| YOUR GOAL |
Exactly transcribe the line that holds "Keypoint rule: one marker on every instance of the surfer's bare" and every remaining line of the records, up to and including the final one, with nothing else.

===== EXERCISE INPUT =====

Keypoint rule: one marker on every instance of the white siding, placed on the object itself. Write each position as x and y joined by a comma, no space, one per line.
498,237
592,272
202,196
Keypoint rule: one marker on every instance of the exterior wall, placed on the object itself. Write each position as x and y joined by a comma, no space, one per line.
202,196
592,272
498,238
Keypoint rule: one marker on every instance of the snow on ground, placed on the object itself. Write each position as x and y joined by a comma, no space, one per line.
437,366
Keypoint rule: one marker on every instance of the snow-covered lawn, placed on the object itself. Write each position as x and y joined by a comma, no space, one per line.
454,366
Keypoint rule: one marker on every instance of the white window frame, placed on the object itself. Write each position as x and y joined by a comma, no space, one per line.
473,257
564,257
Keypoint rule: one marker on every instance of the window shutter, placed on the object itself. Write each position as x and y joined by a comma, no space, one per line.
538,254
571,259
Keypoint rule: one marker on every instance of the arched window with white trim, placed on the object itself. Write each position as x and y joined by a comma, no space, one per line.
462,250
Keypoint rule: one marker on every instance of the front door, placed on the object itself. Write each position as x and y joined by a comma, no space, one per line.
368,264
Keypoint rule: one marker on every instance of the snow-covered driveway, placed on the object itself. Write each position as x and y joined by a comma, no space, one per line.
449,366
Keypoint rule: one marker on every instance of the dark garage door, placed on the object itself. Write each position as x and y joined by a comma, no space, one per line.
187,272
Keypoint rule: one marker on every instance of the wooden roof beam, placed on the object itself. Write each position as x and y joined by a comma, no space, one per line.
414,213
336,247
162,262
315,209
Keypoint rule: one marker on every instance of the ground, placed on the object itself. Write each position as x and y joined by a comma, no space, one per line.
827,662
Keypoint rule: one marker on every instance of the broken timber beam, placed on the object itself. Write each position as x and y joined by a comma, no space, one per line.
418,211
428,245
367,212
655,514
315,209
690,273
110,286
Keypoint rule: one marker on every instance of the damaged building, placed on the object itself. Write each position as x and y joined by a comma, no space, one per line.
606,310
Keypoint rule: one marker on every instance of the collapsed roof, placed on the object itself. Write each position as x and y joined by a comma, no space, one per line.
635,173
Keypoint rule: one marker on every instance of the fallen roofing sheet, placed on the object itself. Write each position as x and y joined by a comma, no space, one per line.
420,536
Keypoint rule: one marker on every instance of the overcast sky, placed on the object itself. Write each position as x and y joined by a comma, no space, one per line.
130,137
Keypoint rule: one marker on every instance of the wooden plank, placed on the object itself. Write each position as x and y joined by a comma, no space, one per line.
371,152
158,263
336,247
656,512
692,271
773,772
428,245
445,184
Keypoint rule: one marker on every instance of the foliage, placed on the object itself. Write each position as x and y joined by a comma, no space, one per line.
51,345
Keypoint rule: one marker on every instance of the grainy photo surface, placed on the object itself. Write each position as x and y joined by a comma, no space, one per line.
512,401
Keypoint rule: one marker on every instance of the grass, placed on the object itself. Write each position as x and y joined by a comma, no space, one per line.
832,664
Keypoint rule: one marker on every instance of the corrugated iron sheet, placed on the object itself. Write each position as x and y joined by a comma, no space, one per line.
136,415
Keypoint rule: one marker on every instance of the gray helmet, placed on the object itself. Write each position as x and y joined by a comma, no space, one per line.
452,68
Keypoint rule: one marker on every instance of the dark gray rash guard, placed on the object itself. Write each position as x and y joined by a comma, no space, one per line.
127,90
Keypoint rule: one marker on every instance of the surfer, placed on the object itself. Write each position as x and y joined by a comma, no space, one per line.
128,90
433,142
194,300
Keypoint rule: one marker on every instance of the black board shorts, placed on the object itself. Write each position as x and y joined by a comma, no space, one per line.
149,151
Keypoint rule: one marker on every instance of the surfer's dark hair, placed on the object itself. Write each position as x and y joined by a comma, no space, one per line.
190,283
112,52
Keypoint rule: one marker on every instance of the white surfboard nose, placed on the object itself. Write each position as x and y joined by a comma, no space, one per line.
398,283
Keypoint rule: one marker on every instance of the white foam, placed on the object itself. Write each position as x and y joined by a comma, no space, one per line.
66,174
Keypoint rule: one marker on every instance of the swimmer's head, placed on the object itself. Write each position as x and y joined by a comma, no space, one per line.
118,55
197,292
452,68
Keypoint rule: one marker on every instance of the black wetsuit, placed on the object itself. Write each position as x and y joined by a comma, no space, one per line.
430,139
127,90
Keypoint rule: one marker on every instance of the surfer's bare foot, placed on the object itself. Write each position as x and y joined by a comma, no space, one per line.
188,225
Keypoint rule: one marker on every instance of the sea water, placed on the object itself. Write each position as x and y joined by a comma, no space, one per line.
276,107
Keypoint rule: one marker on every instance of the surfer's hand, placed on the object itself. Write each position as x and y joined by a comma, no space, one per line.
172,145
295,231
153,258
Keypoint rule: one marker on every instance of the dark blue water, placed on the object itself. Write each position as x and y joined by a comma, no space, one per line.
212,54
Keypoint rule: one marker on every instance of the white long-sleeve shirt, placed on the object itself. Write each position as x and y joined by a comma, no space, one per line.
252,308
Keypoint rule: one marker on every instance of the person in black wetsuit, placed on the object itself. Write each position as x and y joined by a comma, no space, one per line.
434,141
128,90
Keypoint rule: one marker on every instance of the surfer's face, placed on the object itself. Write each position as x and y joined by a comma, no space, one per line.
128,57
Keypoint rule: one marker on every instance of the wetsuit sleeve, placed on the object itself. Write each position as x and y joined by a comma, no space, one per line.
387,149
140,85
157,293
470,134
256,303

=====

| EXPECTED ANSWER |
Keypoint rule: one marker on every instance of the surfer's bare foot, placed on the object itself. Write each position as x and y joined by a comma, no space, one per line.
188,225
Keypoint rule: one marker on every instance of the sea water, placed on the object itself. Write each position as x and y joined by a comma, no space, one per line.
276,107
Keypoint rule: one marker on every instance of the surfer's hand, placed on the object itself. Write each position as x and y joined by a comma, no space, one per line.
172,145
295,231
153,258
Keypoint rule: one marker on every instance of the dark blue water, placed on the object itself. Write each position as x and y joined by a comma, no space, one per line.
212,54
Keypoint rule: one marker on every instance of the white long-sleeve shirt, placed on the object itself. Write each position as x and y joined by a comma, no space, one per line.
252,308
Keypoint rule: one marker on every instance of the person in black wetsuit, placed on the object itself. Write each position as x and y joined by a comma, no space, one per line.
434,141
128,90
Keypoint rule: one marker on every instance of the surfer's face, placed on the object itself. Write each position as x and y joined by a comma, no space, one per line.
128,57
Keypoint rule: one marker on every instance of the wetsuit sleeve, placed on the object itself. Write each position as x and y joined by a comma, no space, one per line.
387,149
140,85
157,293
470,134
256,303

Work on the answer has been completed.